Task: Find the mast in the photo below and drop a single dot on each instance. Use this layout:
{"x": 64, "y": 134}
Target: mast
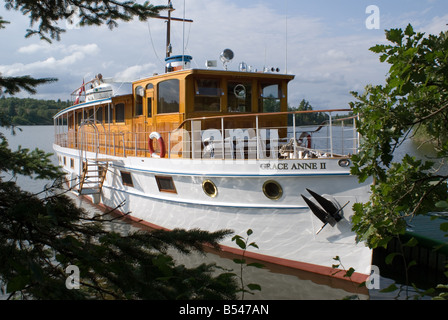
{"x": 169, "y": 18}
{"x": 169, "y": 48}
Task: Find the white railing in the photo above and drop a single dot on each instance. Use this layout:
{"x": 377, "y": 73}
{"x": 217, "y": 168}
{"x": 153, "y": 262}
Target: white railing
{"x": 218, "y": 138}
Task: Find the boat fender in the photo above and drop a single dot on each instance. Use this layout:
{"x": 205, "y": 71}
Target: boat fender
{"x": 156, "y": 135}
{"x": 328, "y": 212}
{"x": 305, "y": 136}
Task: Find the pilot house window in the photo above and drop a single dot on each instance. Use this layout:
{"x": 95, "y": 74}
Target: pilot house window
{"x": 270, "y": 98}
{"x": 168, "y": 96}
{"x": 119, "y": 112}
{"x": 207, "y": 95}
{"x": 139, "y": 101}
{"x": 239, "y": 97}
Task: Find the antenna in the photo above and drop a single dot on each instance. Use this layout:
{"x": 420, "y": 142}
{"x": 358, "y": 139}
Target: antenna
{"x": 226, "y": 56}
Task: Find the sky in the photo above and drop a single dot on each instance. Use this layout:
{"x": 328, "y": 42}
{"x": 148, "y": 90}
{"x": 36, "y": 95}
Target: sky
{"x": 325, "y": 44}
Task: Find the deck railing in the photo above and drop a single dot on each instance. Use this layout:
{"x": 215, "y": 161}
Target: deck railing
{"x": 308, "y": 134}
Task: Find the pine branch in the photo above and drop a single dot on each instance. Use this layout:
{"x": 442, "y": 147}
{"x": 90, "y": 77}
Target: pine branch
{"x": 13, "y": 85}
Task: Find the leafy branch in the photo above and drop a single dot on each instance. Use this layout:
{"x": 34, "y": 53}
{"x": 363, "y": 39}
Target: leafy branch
{"x": 243, "y": 243}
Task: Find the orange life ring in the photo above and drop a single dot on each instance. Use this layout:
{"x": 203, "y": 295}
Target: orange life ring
{"x": 156, "y": 135}
{"x": 303, "y": 136}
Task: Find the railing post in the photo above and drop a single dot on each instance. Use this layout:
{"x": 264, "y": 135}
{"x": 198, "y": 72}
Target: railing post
{"x": 169, "y": 145}
{"x": 258, "y": 137}
{"x": 135, "y": 143}
{"x": 294, "y": 134}
{"x": 331, "y": 136}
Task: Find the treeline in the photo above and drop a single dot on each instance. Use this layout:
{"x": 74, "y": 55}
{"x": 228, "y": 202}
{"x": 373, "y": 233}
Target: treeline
{"x": 315, "y": 118}
{"x": 30, "y": 111}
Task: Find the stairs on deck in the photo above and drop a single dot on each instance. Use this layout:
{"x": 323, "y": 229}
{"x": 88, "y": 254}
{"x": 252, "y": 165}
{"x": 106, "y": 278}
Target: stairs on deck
{"x": 93, "y": 174}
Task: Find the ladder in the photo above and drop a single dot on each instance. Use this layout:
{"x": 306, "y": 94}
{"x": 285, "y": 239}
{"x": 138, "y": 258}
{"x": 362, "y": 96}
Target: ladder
{"x": 93, "y": 174}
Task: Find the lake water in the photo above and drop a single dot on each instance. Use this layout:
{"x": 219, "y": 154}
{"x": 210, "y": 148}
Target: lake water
{"x": 278, "y": 283}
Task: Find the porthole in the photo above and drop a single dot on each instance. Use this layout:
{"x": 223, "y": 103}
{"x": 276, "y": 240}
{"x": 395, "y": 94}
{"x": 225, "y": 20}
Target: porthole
{"x": 272, "y": 189}
{"x": 344, "y": 163}
{"x": 209, "y": 188}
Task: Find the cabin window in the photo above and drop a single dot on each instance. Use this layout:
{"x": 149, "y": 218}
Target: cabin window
{"x": 149, "y": 102}
{"x": 139, "y": 101}
{"x": 239, "y": 96}
{"x": 168, "y": 96}
{"x": 149, "y": 98}
{"x": 165, "y": 184}
{"x": 107, "y": 117}
{"x": 270, "y": 95}
{"x": 99, "y": 114}
{"x": 126, "y": 178}
{"x": 207, "y": 95}
{"x": 119, "y": 112}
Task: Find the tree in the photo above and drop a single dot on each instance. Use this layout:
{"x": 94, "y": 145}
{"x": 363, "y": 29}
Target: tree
{"x": 413, "y": 98}
{"x": 42, "y": 236}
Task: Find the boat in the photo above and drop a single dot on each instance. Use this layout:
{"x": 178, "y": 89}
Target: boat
{"x": 215, "y": 149}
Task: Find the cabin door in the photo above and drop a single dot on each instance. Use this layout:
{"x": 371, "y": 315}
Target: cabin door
{"x": 139, "y": 127}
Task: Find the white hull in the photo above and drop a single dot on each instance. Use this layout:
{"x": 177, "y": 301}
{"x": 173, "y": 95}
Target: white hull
{"x": 285, "y": 229}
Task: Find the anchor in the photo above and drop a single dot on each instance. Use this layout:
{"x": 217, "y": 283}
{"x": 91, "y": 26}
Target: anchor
{"x": 327, "y": 212}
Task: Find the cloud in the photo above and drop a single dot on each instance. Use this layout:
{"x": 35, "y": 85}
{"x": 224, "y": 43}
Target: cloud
{"x": 135, "y": 72}
{"x": 70, "y": 56}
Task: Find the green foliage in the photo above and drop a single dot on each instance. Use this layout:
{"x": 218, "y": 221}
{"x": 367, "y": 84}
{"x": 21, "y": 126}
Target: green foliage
{"x": 414, "y": 96}
{"x": 243, "y": 243}
{"x": 48, "y": 13}
{"x": 30, "y": 111}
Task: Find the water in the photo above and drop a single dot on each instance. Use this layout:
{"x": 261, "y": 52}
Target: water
{"x": 278, "y": 283}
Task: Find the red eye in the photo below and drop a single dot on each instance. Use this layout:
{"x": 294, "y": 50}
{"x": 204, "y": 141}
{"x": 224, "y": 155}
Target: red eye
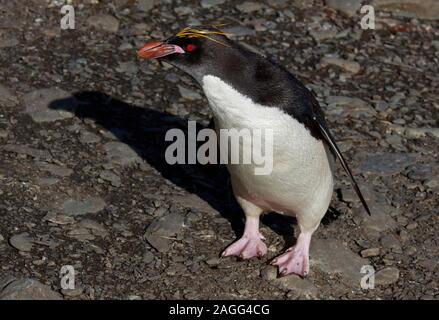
{"x": 190, "y": 47}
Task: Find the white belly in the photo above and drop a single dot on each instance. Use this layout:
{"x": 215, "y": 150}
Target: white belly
{"x": 301, "y": 181}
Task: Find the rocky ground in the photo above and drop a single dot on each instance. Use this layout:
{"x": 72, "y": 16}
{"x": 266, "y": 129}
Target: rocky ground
{"x": 83, "y": 181}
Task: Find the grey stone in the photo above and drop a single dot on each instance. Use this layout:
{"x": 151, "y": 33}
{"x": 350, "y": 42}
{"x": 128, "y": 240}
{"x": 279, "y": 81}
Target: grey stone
{"x": 194, "y": 202}
{"x": 350, "y": 66}
{"x": 95, "y": 227}
{"x": 89, "y": 137}
{"x": 370, "y": 252}
{"x": 160, "y": 232}
{"x": 183, "y": 11}
{"x": 146, "y": 5}
{"x": 381, "y": 220}
{"x": 104, "y": 22}
{"x": 111, "y": 177}
{"x": 211, "y": 3}
{"x": 390, "y": 241}
{"x": 387, "y": 164}
{"x": 348, "y": 7}
{"x": 7, "y": 98}
{"x": 45, "y": 182}
{"x": 81, "y": 234}
{"x": 424, "y": 9}
{"x": 52, "y": 104}
{"x": 19, "y": 149}
{"x": 148, "y": 257}
{"x": 73, "y": 207}
{"x": 77, "y": 291}
{"x": 239, "y": 31}
{"x": 60, "y": 219}
{"x": 303, "y": 287}
{"x": 7, "y": 39}
{"x": 354, "y": 107}
{"x": 323, "y": 33}
{"x": 128, "y": 67}
{"x": 22, "y": 242}
{"x": 188, "y": 94}
{"x": 28, "y": 289}
{"x": 333, "y": 257}
{"x": 432, "y": 183}
{"x": 269, "y": 273}
{"x": 54, "y": 169}
{"x": 386, "y": 276}
{"x": 213, "y": 262}
{"x": 121, "y": 154}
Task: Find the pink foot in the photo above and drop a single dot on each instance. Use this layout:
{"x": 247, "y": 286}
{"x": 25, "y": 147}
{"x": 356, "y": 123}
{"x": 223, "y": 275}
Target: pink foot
{"x": 250, "y": 245}
{"x": 295, "y": 259}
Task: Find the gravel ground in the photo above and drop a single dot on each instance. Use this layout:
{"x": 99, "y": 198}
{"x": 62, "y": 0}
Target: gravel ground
{"x": 83, "y": 181}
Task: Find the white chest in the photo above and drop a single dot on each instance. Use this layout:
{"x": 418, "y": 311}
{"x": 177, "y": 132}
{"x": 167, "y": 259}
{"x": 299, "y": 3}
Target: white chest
{"x": 300, "y": 162}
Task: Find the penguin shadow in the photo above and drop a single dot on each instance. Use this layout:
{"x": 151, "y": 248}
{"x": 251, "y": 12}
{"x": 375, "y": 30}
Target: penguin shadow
{"x": 144, "y": 129}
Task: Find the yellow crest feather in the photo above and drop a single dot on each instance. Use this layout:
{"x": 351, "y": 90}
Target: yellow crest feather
{"x": 189, "y": 32}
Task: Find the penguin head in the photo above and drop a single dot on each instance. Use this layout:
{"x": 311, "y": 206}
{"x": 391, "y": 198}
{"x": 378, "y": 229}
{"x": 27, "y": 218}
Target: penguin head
{"x": 197, "y": 51}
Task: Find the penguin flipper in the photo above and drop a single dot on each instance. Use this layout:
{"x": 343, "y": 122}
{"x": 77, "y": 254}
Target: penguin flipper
{"x": 331, "y": 142}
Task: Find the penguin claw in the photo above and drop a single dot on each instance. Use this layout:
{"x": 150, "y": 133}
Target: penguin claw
{"x": 292, "y": 261}
{"x": 246, "y": 248}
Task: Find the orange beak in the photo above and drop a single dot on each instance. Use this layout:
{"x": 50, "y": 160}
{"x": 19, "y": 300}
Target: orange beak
{"x": 156, "y": 49}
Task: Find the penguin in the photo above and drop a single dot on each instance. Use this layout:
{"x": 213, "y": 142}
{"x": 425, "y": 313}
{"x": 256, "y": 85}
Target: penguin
{"x": 247, "y": 90}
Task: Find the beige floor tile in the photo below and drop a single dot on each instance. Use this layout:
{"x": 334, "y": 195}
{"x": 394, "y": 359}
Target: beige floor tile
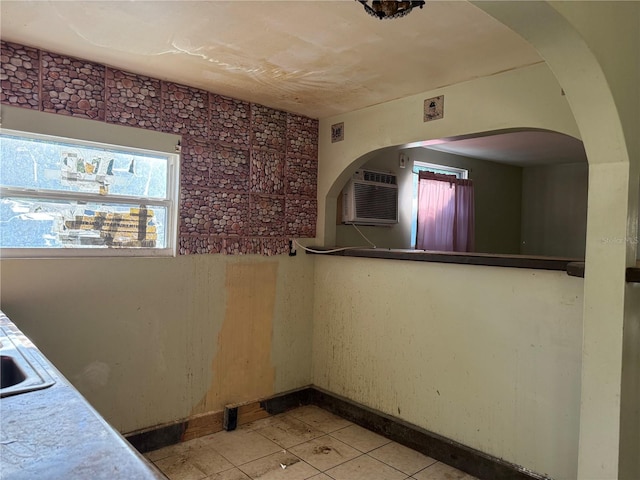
{"x": 178, "y": 467}
{"x": 208, "y": 460}
{"x": 232, "y": 474}
{"x": 402, "y": 458}
{"x": 241, "y": 446}
{"x": 287, "y": 432}
{"x": 325, "y": 452}
{"x": 440, "y": 471}
{"x": 261, "y": 423}
{"x": 171, "y": 450}
{"x": 279, "y": 466}
{"x": 319, "y": 419}
{"x": 365, "y": 468}
{"x": 360, "y": 438}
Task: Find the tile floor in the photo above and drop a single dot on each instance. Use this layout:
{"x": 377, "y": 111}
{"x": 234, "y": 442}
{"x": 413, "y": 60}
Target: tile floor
{"x": 305, "y": 443}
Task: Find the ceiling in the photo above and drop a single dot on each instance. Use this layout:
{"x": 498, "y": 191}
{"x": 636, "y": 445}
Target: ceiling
{"x": 315, "y": 58}
{"x": 523, "y": 149}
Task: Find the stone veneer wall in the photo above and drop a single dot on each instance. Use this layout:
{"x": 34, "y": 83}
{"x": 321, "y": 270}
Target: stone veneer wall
{"x": 248, "y": 172}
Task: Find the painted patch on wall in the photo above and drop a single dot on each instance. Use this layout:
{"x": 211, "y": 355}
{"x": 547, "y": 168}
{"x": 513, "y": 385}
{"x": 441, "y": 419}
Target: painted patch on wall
{"x": 242, "y": 368}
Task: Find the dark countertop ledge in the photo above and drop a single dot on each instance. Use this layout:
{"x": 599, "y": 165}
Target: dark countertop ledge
{"x": 55, "y": 433}
{"x": 573, "y": 266}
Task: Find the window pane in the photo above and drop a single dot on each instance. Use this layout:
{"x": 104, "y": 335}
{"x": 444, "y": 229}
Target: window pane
{"x": 37, "y": 223}
{"x": 49, "y": 165}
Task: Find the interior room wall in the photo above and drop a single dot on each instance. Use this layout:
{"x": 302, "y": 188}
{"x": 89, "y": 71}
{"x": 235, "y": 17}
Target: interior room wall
{"x": 524, "y": 98}
{"x": 154, "y": 340}
{"x": 418, "y": 324}
{"x": 497, "y": 189}
{"x": 489, "y": 357}
{"x": 554, "y": 210}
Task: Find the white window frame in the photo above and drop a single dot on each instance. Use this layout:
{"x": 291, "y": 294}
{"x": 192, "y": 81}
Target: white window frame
{"x": 170, "y": 203}
{"x": 431, "y": 167}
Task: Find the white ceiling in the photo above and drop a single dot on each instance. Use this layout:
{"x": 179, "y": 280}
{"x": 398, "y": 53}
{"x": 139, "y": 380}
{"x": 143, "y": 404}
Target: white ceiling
{"x": 522, "y": 149}
{"x": 315, "y": 58}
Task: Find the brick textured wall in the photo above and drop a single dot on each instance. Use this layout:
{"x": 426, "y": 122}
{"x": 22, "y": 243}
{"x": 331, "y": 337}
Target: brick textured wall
{"x": 248, "y": 172}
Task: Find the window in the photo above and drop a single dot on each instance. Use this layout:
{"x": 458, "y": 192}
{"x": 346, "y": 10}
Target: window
{"x": 73, "y": 197}
{"x": 433, "y": 168}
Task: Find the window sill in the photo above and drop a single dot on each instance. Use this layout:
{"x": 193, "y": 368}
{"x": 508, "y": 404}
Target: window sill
{"x": 487, "y": 259}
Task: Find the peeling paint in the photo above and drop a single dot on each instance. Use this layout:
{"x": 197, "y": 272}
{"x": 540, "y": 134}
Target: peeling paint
{"x": 242, "y": 368}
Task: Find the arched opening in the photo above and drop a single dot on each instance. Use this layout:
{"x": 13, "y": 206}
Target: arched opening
{"x": 530, "y": 191}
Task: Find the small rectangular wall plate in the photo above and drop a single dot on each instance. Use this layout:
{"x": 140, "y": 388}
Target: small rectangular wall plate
{"x": 433, "y": 108}
{"x": 337, "y": 132}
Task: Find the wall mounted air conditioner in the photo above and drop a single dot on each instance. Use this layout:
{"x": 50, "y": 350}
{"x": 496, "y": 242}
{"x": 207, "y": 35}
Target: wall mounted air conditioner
{"x": 370, "y": 198}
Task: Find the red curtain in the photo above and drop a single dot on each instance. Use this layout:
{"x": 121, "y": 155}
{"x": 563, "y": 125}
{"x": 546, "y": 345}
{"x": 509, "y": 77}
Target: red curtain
{"x": 445, "y": 213}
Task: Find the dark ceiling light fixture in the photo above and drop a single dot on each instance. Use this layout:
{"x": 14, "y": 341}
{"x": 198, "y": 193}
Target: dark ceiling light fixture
{"x": 383, "y": 9}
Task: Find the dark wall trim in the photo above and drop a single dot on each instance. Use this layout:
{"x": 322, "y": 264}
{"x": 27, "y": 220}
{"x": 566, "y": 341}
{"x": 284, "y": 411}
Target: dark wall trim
{"x": 576, "y": 269}
{"x": 633, "y": 275}
{"x": 472, "y": 461}
{"x": 491, "y": 260}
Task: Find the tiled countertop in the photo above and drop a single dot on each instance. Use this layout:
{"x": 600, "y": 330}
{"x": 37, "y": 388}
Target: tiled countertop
{"x": 55, "y": 433}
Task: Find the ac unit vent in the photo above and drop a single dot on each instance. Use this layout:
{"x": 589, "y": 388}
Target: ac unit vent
{"x": 379, "y": 177}
{"x": 370, "y": 202}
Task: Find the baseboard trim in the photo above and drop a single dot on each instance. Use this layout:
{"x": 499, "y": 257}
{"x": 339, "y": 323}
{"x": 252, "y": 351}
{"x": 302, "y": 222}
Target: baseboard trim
{"x": 164, "y": 435}
{"x": 460, "y": 456}
{"x": 464, "y": 458}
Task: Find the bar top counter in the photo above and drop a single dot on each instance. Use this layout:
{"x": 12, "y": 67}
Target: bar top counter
{"x": 48, "y": 430}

▬▬▬▬▬▬▬▬▬▬

▶ Request
Write out, word for word, every line from the one containing "Task: Find the red curtain" through the last line of the records above.

▶ Task result
Task: Find the red curtain in the photo above and drop a single dot on each instance. Use this layout:
{"x": 121, "y": 155}
{"x": 563, "y": 125}
{"x": 546, "y": 345}
{"x": 509, "y": 77}
Target: red curtain
{"x": 445, "y": 213}
Task: Find the dark ceiling light fixture in the photo above and drop a single dot on each instance. Use this layout:
{"x": 14, "y": 341}
{"x": 198, "y": 193}
Target: dark ceiling light fixture
{"x": 383, "y": 9}
Task: Find the dark wall trim in the photo above and drop a single dot on each instance. Use this layout:
{"x": 322, "y": 264}
{"x": 27, "y": 220}
{"x": 566, "y": 341}
{"x": 284, "y": 411}
Target: dark wall trim
{"x": 576, "y": 269}
{"x": 633, "y": 275}
{"x": 472, "y": 461}
{"x": 491, "y": 260}
Task: Find the tiled countertop in the photo above and drop a single dot on each instance. Use this layout:
{"x": 600, "y": 330}
{"x": 37, "y": 388}
Target: tiled countertop
{"x": 55, "y": 433}
Task: Find the ac unit vent in the photo above and drop a single dot on each instance. Use this layout:
{"x": 589, "y": 388}
Target: ac unit vent
{"x": 379, "y": 177}
{"x": 370, "y": 202}
Task: Find the baseboard trim in the photo above and drop a single dot on each instance. Use this layout:
{"x": 499, "y": 257}
{"x": 339, "y": 323}
{"x": 252, "y": 351}
{"x": 302, "y": 222}
Target: baseboard trim
{"x": 164, "y": 435}
{"x": 460, "y": 456}
{"x": 464, "y": 458}
Task: Find the bar top counter in the photo above and drop a single dot on each instance. Use this layout:
{"x": 12, "y": 67}
Target: bar top counter
{"x": 48, "y": 430}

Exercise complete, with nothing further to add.